Copy out the material below from the line containing "Give the outline of every instance of the stone" through the line containing "82L60 60L59 49L47", both included, leaving every character unchanged.

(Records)
^^^^

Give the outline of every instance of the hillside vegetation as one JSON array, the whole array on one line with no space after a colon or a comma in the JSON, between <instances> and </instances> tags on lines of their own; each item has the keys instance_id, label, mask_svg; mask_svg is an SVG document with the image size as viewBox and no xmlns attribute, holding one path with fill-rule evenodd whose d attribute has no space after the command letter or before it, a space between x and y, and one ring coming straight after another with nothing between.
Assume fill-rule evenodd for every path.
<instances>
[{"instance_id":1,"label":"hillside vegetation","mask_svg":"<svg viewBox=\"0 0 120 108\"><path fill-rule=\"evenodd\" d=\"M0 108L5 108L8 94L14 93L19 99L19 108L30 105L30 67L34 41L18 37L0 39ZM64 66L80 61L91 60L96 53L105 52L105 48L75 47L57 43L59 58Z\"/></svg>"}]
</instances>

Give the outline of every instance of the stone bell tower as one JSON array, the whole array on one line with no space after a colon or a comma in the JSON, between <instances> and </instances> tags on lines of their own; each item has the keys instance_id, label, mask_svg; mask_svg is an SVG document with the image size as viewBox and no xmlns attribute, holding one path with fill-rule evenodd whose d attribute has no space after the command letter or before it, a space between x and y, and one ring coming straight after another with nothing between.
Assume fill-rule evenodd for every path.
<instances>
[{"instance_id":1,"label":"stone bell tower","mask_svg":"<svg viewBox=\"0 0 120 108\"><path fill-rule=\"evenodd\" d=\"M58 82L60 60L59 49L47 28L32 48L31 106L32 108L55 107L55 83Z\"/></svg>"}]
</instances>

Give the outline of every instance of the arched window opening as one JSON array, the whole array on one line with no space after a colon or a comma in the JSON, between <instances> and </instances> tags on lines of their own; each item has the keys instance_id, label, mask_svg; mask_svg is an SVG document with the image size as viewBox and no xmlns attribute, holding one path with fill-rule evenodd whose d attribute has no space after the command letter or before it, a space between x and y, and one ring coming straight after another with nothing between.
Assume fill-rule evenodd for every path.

^^^^

> [Reply to the task]:
Give the outline of every instance of the stone bell tower as one JSON array, the whole array on one line with no space after a colon or a comma in the JSON, between <instances> and </instances> tags on lines of their own; each item has the keys instance_id, label, mask_svg; mask_svg is an SVG document with the image size as viewBox and no xmlns attribute, holding one path with fill-rule evenodd whose d attribute has no space after the command letter or before it, a space between x and y, and one ring coming straight after another with nothing between.
Assume fill-rule evenodd for every path.
<instances>
[{"instance_id":1,"label":"stone bell tower","mask_svg":"<svg viewBox=\"0 0 120 108\"><path fill-rule=\"evenodd\" d=\"M58 82L60 60L59 49L47 28L32 48L31 106L32 108L55 107L55 83Z\"/></svg>"}]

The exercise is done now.